----- Passage given

Resume for Jonas S Karlsson
===========================
My locations:
San Francisco, USA
Sydney, Australia
Amsterdam, The Netherlands
Stockholm region, Sweden
Phone: +1 691 4936 (mobile)
Email: jsk@yesco.org (preferred)
Name : Jonas S Karlsson
Date of Birth : 12th July-1968
Place of Birth: Enkoping, Sweden
Education : PhD, Computer Science
Status : free (not married)
Visa : US Green card
I n t r o d u c t i o n :
NEWS: I gave notice at end of June, 2010, and quit Google! Now I'm
travelling around the world visiting friends, and giving talks and consulting
about how to design and implement for scalability. Do you need scalability
design review/help for your successful internet services? :-)
As of 2008 September I've been working on scalability and indexing
of Google Wave, and fulltext indexing support in Megastore.
In 2006, I was co-creator of the Google Megastore project which provides
a storage layer with SQL style schema and secondary indices and consistency.
Google's "database" storage system for building scalable applications,
if you so will.
I was the second person on the project and therefore designed many features
and implemented most of the indexing features. This project aimed and
delivered a storage layer that allows applications to scale to Google
application web deployment. It is currently used in a large number of
released new applications from Google and numerous internal applications.
Up till April 2006 at Google I was working in the Ads-Serving group as a
developer implementing various back-end features. This work involved
coordination between front-end developers, PMs and usability engineers
as well as major design effort and implementation. One notable feature was
the backend server support for dayparting, also known as "Ad Scheduling"
feature.
Previously, I worked at IBM in the former Cloudscape group that we
inherited from Informix. Just recently, our product has been made open
source through the Apache Foundation. While working with the
Cloudscape team one of my on-going focus is designing and implementing
an emerging research prototype for JDBC Edge Caching, for scalability.

----------
----- Given records

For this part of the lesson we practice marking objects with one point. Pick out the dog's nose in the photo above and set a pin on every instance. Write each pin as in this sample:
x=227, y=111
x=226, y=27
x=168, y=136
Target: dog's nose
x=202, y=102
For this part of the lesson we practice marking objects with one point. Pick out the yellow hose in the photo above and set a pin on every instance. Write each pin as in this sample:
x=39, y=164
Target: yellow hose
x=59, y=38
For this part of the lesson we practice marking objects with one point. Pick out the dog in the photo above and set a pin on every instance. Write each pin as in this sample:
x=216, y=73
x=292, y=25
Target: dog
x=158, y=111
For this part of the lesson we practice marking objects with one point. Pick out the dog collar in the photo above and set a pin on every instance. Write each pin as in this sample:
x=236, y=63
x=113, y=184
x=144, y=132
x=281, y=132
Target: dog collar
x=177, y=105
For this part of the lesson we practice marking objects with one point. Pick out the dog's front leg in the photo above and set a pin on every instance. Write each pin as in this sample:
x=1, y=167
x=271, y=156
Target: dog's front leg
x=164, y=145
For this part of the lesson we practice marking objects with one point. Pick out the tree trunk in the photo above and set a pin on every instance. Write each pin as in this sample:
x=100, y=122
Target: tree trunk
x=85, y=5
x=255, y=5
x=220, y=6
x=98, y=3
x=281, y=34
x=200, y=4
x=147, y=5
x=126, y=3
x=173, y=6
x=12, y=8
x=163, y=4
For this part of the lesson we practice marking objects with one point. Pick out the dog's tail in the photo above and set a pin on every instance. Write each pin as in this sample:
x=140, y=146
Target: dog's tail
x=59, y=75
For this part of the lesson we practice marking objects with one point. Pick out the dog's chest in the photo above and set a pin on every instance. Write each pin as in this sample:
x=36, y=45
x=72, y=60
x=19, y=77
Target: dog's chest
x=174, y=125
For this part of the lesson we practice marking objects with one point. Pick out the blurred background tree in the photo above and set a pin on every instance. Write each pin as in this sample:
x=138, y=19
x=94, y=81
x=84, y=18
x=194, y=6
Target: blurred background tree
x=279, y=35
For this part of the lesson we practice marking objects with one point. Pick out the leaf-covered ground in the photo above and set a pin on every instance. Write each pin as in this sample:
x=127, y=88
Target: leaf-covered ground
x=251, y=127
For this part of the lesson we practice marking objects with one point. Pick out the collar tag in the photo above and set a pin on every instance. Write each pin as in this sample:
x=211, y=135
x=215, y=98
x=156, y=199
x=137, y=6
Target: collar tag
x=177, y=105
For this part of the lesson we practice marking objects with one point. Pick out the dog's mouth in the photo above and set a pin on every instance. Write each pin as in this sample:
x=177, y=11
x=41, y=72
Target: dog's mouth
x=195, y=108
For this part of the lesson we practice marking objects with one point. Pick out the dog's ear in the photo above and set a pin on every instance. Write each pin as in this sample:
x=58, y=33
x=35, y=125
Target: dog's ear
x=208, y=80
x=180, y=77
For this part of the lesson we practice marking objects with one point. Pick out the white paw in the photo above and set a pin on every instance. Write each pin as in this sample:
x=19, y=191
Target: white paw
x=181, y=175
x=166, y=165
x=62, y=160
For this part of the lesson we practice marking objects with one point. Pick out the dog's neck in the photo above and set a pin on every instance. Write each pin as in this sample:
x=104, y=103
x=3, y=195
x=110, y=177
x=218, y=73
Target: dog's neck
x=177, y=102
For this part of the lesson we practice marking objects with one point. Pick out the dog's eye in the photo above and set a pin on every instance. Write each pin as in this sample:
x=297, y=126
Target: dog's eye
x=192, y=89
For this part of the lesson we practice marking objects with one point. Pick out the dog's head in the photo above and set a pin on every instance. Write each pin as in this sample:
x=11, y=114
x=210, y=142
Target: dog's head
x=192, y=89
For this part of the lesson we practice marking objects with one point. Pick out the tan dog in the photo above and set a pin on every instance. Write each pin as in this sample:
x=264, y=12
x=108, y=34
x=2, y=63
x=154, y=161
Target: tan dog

----------

Problem to solve:
Write out the resume above in full, word for word.

Task solution:
Resume for Jonas S Karlsson
===========================
My locations:
San Francisco, USA
Sydney, Australia
Amsterdam, The Netherlands
Stockholm region, Sweden
Phone: +1 691 4936 (mobile)
Email: jsk@yesco.org (preferred)
Name : Jonas S Karlsson
Date of Birth : 12th July-1968
Place of Birth: Enkoping, Sweden
Education : PhD, Computer Science
Status : free (not married)
Visa : US Green card
I n t r o d u c t i o n :
NEWS: I gave notice at end of June, 2010, and quit Google! Now I'm
travelling around the world visiting friends, and giving talks and consulting
about how to design and implement for scalability. Do you need scalability
design review/help for your successful internet services? :-)
As of 2008 September I've been working on scalability and indexing
of Google Wave, and fulltext indexing support in Megastore.
In 2006, I was co-creator of the Google Megastore project which provides
a storage layer with SQL style schema and secondary indices and consistency.
Google's "database" storage system for building scalable applications,
if you so will.
I was the second person on the project and therefore designed many features
and implemented most of the indexing features. This project aimed and
delivered a storage layer that allows applications to scale to Google
application web deployment. It is currently used in a large number of
released new applications from Google and numerous internal applications.
Up till April 2006 at Google I was working in the Ads-Serving group as a
developer implementing various back-end features. This work involved
coordination between front-end developers, PMs and usability engineers
as well as major design effort and implementation. One notable feature was
the backend server support for dayparting, also known as "Ad Scheduling"
feature.
Previously, I worked at IBM in the former Cloudscape group that we
inherited from Informix. Just recently, our product has been made open
source through the Apache Foundation. While working with the
Cloudscape team one of my on-going focus is designing and implementing
an emerging research prototype for JDBC Edge Caching, for scalability.